(Point annotation dataset records)
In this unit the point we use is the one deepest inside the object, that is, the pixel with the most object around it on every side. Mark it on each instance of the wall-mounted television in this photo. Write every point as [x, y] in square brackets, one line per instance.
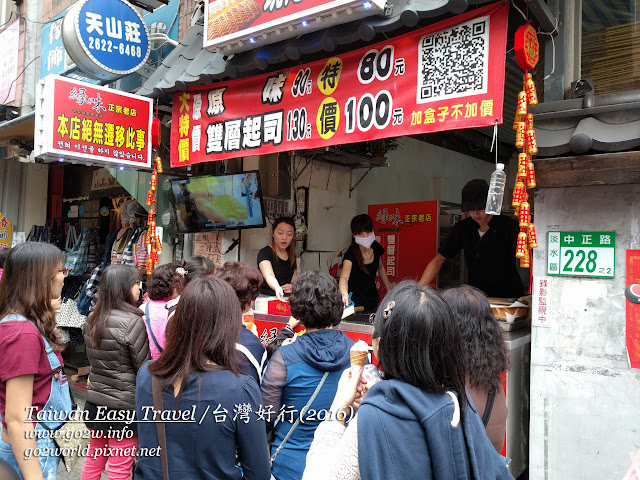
[221, 202]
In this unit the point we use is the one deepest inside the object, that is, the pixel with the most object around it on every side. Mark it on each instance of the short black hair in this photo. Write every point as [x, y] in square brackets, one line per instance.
[420, 342]
[163, 281]
[484, 352]
[361, 223]
[315, 300]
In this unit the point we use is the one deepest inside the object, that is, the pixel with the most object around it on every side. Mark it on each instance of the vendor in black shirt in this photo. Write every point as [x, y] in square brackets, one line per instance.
[277, 262]
[489, 244]
[360, 265]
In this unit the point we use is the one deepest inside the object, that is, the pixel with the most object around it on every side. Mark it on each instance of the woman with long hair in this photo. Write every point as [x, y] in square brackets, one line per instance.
[165, 283]
[200, 369]
[485, 357]
[360, 265]
[245, 281]
[277, 262]
[307, 369]
[31, 365]
[117, 346]
[417, 422]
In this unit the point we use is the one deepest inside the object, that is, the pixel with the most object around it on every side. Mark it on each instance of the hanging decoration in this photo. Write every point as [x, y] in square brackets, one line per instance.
[527, 50]
[154, 243]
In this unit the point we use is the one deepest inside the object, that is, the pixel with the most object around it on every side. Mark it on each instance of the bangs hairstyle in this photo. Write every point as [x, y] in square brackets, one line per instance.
[291, 249]
[316, 300]
[484, 352]
[244, 279]
[419, 341]
[197, 267]
[360, 224]
[164, 281]
[25, 286]
[206, 326]
[114, 294]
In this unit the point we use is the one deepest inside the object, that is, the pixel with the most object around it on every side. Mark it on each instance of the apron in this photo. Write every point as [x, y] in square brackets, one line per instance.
[59, 401]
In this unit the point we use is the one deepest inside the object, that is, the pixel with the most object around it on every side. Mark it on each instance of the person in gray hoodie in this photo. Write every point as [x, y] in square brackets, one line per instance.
[418, 422]
[310, 365]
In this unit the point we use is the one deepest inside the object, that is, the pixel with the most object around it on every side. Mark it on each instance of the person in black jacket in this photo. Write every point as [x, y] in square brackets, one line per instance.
[489, 244]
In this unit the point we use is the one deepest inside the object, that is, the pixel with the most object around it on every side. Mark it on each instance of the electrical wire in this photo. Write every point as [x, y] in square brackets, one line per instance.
[16, 79]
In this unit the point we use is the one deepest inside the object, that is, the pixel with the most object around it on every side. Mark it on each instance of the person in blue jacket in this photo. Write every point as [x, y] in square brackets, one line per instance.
[418, 422]
[224, 436]
[296, 370]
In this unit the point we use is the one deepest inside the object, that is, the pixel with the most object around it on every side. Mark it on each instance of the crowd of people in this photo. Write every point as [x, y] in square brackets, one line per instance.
[190, 347]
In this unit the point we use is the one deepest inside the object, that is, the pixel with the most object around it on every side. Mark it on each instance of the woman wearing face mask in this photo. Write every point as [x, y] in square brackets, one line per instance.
[277, 262]
[360, 265]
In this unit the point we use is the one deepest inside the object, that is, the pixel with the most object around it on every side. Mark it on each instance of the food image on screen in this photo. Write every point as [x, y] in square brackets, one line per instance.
[218, 203]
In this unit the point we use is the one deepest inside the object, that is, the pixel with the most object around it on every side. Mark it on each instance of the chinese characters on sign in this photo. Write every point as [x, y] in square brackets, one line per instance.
[581, 254]
[541, 313]
[5, 232]
[409, 234]
[389, 89]
[110, 38]
[95, 123]
[633, 310]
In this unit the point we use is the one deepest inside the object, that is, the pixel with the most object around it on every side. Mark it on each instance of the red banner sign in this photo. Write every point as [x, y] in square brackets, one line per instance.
[443, 77]
[408, 233]
[95, 124]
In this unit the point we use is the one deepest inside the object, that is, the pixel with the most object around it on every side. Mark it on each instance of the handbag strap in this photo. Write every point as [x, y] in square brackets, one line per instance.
[158, 403]
[148, 322]
[487, 410]
[302, 413]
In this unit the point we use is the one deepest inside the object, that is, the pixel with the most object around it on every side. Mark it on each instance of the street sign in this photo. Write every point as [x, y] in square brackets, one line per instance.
[581, 254]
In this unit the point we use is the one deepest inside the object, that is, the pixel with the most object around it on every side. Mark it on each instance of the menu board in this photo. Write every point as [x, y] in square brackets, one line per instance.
[409, 234]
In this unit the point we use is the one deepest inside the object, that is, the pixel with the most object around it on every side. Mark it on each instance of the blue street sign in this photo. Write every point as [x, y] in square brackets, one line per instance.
[113, 34]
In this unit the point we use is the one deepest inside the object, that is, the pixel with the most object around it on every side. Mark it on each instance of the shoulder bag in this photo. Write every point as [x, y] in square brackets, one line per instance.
[302, 413]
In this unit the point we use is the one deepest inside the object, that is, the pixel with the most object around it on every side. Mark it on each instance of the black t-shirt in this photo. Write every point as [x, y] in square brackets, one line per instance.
[363, 285]
[491, 258]
[281, 268]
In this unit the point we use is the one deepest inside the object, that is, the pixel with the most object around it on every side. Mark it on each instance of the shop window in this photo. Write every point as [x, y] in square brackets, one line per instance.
[611, 44]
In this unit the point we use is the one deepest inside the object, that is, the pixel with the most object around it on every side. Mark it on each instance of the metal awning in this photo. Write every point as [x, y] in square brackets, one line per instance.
[17, 130]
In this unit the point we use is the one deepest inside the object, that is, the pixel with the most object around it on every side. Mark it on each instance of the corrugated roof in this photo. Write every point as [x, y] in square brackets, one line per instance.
[599, 123]
[189, 64]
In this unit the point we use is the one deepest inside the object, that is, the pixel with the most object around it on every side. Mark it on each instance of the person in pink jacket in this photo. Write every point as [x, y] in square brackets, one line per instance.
[166, 283]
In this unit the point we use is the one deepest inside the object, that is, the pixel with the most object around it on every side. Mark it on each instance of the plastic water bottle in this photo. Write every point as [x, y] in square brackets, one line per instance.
[496, 191]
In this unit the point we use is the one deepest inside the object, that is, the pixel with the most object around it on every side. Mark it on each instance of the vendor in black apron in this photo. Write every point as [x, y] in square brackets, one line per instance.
[361, 264]
[489, 244]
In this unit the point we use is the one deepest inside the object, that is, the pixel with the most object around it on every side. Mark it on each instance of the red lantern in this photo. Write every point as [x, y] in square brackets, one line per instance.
[532, 146]
[524, 214]
[531, 175]
[522, 104]
[532, 238]
[525, 261]
[530, 89]
[518, 194]
[526, 47]
[156, 132]
[520, 135]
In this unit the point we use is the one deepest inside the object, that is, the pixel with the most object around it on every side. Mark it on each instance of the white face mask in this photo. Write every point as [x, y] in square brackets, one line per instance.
[366, 242]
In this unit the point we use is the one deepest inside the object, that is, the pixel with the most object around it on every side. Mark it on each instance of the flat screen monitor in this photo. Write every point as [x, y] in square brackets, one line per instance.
[221, 202]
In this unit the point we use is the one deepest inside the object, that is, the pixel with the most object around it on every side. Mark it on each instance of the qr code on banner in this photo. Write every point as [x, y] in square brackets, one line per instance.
[454, 62]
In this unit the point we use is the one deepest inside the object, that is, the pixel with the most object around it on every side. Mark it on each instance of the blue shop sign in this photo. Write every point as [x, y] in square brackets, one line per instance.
[114, 34]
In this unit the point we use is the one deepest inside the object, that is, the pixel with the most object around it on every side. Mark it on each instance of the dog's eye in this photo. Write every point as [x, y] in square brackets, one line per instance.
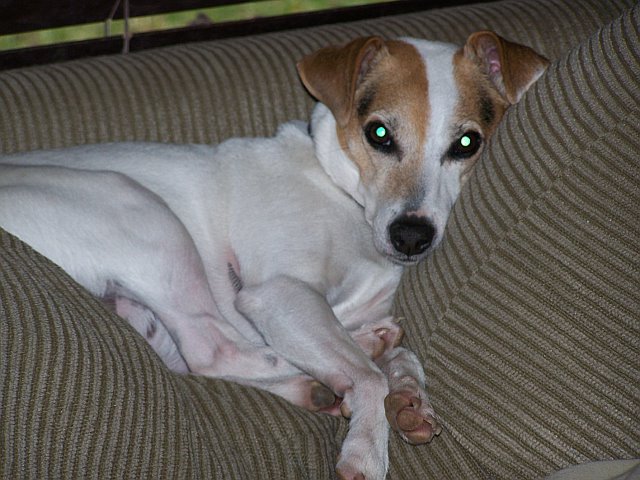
[465, 146]
[379, 136]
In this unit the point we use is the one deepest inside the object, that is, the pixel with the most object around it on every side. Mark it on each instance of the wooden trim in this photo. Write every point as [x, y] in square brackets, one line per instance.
[19, 16]
[113, 45]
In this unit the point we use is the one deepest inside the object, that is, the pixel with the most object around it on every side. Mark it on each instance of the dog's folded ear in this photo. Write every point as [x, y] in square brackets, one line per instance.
[332, 74]
[511, 67]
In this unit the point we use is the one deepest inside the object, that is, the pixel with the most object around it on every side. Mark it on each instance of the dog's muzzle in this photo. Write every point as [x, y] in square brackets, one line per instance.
[411, 235]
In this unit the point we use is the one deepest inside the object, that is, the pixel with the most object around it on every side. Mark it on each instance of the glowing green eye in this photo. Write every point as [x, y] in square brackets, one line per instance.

• GOAL:
Extract the closing run of lines, starting with the one containing "the dog's muzzle" and ending at the last, exactly as written.

• CORRECT ANSWER:
In this unit the point we use is the one deepest inside the object, that is, the pixel with the most object around it on every side. Mark it on each instance of the dog's muzzle in this photo. Write every point as [x, y] in square brackets, one line per instance.
[411, 235]
In this unit the point we use is the one deepest inside the object, that is, the pixel with the most object around it on every side. Mark it on each instance of the glowing green eye in this photo. Write every point as [x, y] in square brackets, one line per instance.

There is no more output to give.